== Page excerpt ==
>>>>>

Email: administration@newfarmss.eq.edu.au
Phone: 07 3358 7333

From the Principal

Welcome Back to Year 2-6 Students

Thank you to all staff and student leaders who helped make this weeks ‘welcome back’ a great success.  It was exciting for many students and families to return to some normality with school and family routines.  Coming back to school after a long period away can also cause some anxiety for others.  For this reason, teachers will spend time this week focusing on the well-being of students:

    • Re-settling into school routines;  
    • Re-establishing class and school expectations; 
    • Facilitating the reconnection of friendships; and 
    • Re-establishing the highly important teacher-student relationships.   

Food and Drink 

Our tuckshop will reopen on Wednesday 27 of May.  In the meantime students will bring their own lunches and where possible their own water bottles. 

For the time being shared birthday treats e.g. cakes and ice blocks will not be allowed. 

  

Staffing Update

We have a few staff changes as we settle back into school again.  Ms Zayn Al Abidin and Ms Scott remain working from home and replacing them are Mr Schon Hansen (6Z) and Ms Annabel De Boer (1SC). 

Other changes include:  Ms Aimee Schouppe (3D)

Welcome back to Ms Blackadder (5B) and Mrs Fletcher (4/5F) who return to their classes this week.  Ms Middleton also returns to her role in first aide and classroom support.

<<<<<

== Stored data ==
>>>>>

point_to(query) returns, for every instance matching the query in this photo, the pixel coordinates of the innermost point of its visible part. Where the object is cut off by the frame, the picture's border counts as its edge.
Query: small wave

<<<<<

== Stated goal ==
Can you reproduce, word for word, the part of the school newsletter that opens with the words containing "Thank you to" and closes with "not be allowed."?

== Response for this exercise ==
Thank you to all staff and student leaders who helped make this weeks ‘welcome back’ a great success.  It was exciting for many students and families to return to some normality with school and family routines.  Coming back to school after a long period away can also cause some anxiety for others.  For this reason, teachers will spend time this week focusing on the well-being of students:

    • Re-settling into school routines;  
    • Re-establishing class and school expectations; 
    • Facilitating the reconnection of friendships; and 
    • Re-establishing the highly important teacher-student relationships.   

Food and Drink 

Our tuckshop will reopen on Wednesday 27 of May.  In the meantime students will bring their own lunches and where possible their own water bottles. 

For the time being shared birthday treats e.g. cakes and ice blocks will not be allowed.